数一数下列条目中有多少行含有字符串“stand”，区分大小写，只写出行数。

"""

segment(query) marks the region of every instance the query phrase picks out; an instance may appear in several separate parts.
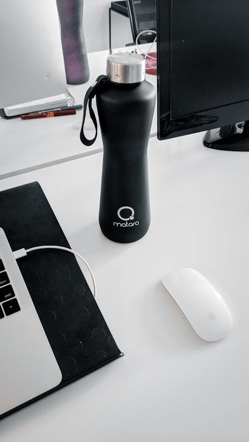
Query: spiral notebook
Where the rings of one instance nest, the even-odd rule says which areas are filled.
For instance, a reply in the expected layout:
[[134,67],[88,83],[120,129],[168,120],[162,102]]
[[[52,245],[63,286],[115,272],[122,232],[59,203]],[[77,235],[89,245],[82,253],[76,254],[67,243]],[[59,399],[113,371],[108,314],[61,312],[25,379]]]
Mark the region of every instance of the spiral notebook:
[[0,109],[0,116],[5,119],[16,118],[24,114],[55,110],[65,106],[72,106],[74,102],[74,97],[68,89],[67,89],[65,93],[55,96],[47,97]]

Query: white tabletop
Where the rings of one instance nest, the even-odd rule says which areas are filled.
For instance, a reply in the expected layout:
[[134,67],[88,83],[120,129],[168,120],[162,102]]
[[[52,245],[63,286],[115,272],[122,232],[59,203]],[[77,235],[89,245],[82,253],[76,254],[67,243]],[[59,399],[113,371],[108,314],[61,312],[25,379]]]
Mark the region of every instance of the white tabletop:
[[[142,45],[141,47],[146,50],[149,46]],[[116,49],[115,52],[131,51],[134,47]],[[83,103],[88,88],[99,75],[105,74],[108,55],[108,51],[88,54],[89,81],[84,85],[68,86],[75,104]],[[156,76],[146,75],[146,80],[156,88]],[[97,115],[95,100],[93,107]],[[156,105],[151,130],[154,134],[157,132],[156,112]],[[82,116],[83,111],[77,111],[74,115],[25,121],[0,118],[0,179],[101,151],[103,144],[99,128],[94,144],[88,147],[81,143],[80,129],[74,126],[75,124],[80,125]],[[88,120],[87,117],[86,123],[91,126],[91,120]],[[89,139],[93,138],[94,133],[91,130],[86,131]]]
[[[3,420],[1,442],[248,442],[249,155],[206,149],[202,135],[150,140],[151,223],[131,244],[99,226],[102,153],[0,181],[40,183],[92,266],[124,353]],[[229,306],[235,326],[225,339],[199,338],[164,288],[163,275],[184,266]]]

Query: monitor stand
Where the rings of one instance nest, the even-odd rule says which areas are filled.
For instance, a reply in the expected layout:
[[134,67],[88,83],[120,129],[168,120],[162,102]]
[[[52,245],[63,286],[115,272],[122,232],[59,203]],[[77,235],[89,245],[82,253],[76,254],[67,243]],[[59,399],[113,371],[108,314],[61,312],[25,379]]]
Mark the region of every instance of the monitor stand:
[[208,130],[203,143],[206,147],[219,150],[249,151],[249,121]]

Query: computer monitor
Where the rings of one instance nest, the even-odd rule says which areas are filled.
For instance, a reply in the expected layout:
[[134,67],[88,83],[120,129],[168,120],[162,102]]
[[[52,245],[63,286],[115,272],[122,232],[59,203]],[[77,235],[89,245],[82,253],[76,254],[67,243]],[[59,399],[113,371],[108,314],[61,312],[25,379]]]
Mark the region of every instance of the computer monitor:
[[1,0],[0,108],[64,93],[55,0]]
[[249,20],[248,0],[157,0],[159,140],[249,150]]

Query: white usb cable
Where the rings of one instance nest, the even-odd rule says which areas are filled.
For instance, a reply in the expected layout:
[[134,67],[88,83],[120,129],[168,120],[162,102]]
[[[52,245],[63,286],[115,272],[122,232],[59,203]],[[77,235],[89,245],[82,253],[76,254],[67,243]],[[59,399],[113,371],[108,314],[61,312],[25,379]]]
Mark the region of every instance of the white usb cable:
[[15,252],[13,252],[13,254],[14,255],[14,257],[15,259],[18,260],[18,258],[21,258],[23,257],[25,257],[27,256],[27,254],[30,252],[34,252],[35,250],[41,250],[44,249],[57,249],[59,250],[64,250],[65,252],[69,252],[69,253],[72,253],[73,255],[78,257],[78,258],[80,258],[81,260],[85,265],[87,267],[89,273],[91,275],[93,283],[94,286],[94,294],[93,295],[95,299],[96,298],[97,296],[97,287],[96,287],[96,282],[95,281],[95,278],[94,277],[94,275],[93,274],[93,271],[87,262],[85,258],[83,258],[79,253],[78,253],[77,252],[75,252],[74,250],[72,250],[71,249],[68,249],[67,247],[62,247],[61,246],[38,246],[37,247],[31,247],[31,249],[27,249],[25,250],[25,249],[20,249],[19,250],[16,250]]

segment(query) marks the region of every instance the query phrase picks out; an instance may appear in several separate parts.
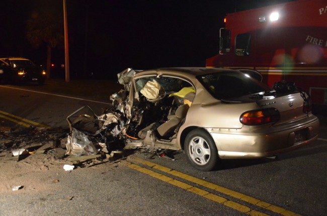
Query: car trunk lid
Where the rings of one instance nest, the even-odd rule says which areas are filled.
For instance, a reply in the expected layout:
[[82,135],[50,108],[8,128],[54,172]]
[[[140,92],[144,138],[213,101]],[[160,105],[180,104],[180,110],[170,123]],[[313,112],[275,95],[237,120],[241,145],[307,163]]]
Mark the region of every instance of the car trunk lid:
[[261,109],[277,109],[280,118],[274,125],[279,125],[307,116],[303,109],[307,98],[307,95],[304,92],[277,93],[275,96],[264,96],[257,103]]

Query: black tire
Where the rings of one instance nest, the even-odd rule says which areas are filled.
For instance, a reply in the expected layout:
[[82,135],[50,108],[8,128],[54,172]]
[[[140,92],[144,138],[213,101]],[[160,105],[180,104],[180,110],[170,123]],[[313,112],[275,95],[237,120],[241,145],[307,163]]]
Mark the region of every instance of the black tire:
[[200,170],[212,170],[218,163],[216,145],[210,134],[203,129],[193,130],[187,135],[184,151],[192,166]]

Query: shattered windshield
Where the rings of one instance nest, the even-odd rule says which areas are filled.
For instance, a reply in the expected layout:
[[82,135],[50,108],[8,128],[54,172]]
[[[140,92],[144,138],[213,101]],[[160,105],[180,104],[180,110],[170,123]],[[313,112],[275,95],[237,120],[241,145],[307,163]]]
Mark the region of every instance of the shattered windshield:
[[225,71],[198,76],[197,79],[218,99],[239,97],[269,90],[264,84],[236,71]]
[[183,87],[190,86],[191,84],[182,79],[175,77],[150,76],[142,77],[136,80],[136,88],[138,91],[142,89],[148,81],[155,80],[167,92],[177,92]]

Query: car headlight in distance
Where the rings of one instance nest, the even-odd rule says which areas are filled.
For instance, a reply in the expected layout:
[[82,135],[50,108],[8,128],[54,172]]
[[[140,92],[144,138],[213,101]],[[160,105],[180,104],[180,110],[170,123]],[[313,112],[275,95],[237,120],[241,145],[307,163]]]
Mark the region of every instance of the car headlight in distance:
[[23,76],[25,74],[26,74],[26,72],[24,71],[24,70],[20,70],[18,71],[17,73],[18,75],[21,75],[21,76]]
[[274,123],[279,120],[279,112],[275,108],[251,111],[242,114],[240,122],[245,125],[256,126]]

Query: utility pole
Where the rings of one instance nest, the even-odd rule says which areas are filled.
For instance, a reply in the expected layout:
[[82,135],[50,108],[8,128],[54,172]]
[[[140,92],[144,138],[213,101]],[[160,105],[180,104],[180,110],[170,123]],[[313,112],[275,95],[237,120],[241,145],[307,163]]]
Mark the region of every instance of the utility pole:
[[63,23],[65,38],[65,78],[66,82],[69,81],[69,55],[68,49],[68,27],[67,26],[67,6],[66,0],[63,1]]

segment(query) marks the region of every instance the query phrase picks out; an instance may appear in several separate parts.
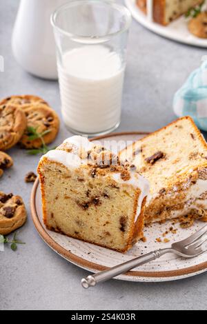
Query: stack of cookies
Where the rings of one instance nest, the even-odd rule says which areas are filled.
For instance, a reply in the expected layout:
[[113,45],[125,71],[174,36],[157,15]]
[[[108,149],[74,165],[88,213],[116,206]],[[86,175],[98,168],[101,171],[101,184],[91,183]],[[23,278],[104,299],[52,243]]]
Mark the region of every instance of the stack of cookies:
[[[49,144],[59,128],[56,112],[41,98],[32,95],[12,96],[0,101],[0,177],[13,165],[4,151],[19,143],[26,149]],[[30,136],[34,129],[41,136]],[[21,197],[0,192],[0,234],[8,234],[26,221],[26,212]]]

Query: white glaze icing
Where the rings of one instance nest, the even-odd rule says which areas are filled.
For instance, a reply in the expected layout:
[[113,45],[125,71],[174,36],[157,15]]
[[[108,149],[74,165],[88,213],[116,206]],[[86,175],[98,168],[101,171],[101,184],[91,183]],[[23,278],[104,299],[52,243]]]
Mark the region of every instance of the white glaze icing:
[[112,174],[112,176],[116,181],[119,183],[127,183],[128,185],[132,185],[135,188],[138,188],[139,189],[140,189],[141,192],[137,201],[137,212],[135,218],[135,223],[136,223],[139,216],[140,215],[143,200],[146,196],[149,194],[149,181],[143,176],[141,176],[138,173],[135,172],[131,172],[130,179],[126,181],[124,181],[121,178],[120,173],[114,173]]
[[147,17],[150,21],[153,21],[153,0],[147,0]]
[[76,168],[81,164],[87,163],[87,160],[80,159],[79,155],[61,150],[52,150],[43,155],[41,159],[44,157],[48,160],[61,163],[68,168]]
[[[195,185],[191,185],[188,189],[186,188],[186,197],[184,207],[181,210],[172,210],[168,216],[168,219],[176,219],[184,215],[188,214],[193,209],[203,208],[207,210],[207,200],[201,200],[198,198],[207,191],[207,181],[198,179]],[[173,192],[169,194],[173,195]],[[152,199],[156,198],[152,196],[147,199],[147,205],[148,205]],[[155,219],[154,221],[158,221],[161,219]]]
[[76,168],[81,164],[87,164],[88,160],[81,159],[78,154],[80,150],[87,152],[94,146],[94,144],[90,142],[86,137],[72,136],[66,139],[63,143],[72,144],[72,151],[52,150],[43,155],[42,159],[46,157],[49,160],[62,163],[68,168]]
[[79,135],[68,137],[68,139],[65,139],[63,143],[72,144],[77,148],[85,150],[86,151],[90,150],[94,146],[94,144],[89,141],[87,137]]

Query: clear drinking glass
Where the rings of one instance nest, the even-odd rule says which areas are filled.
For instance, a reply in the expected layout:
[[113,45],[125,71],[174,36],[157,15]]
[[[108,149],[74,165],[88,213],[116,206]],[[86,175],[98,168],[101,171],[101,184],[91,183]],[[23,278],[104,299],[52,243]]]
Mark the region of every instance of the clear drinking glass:
[[110,1],[77,0],[58,8],[51,21],[66,127],[88,136],[111,132],[121,119],[129,11]]

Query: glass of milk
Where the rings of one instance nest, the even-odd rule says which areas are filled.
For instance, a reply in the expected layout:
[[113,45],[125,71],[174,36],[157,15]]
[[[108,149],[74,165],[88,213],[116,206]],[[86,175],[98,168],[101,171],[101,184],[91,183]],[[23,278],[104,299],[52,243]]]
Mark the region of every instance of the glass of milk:
[[51,21],[66,127],[88,136],[114,130],[121,120],[129,11],[112,1],[77,0],[59,8]]

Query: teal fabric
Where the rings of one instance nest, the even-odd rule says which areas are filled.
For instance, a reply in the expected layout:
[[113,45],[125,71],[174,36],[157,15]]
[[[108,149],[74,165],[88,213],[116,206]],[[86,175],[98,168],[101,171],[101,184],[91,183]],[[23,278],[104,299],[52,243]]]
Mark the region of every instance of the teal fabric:
[[207,130],[207,61],[175,93],[173,110],[179,117],[190,116],[199,128]]

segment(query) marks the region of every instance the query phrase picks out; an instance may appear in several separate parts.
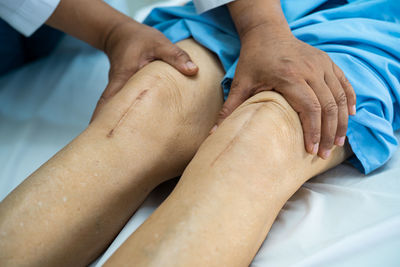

"""

▶ **完整答案**: 2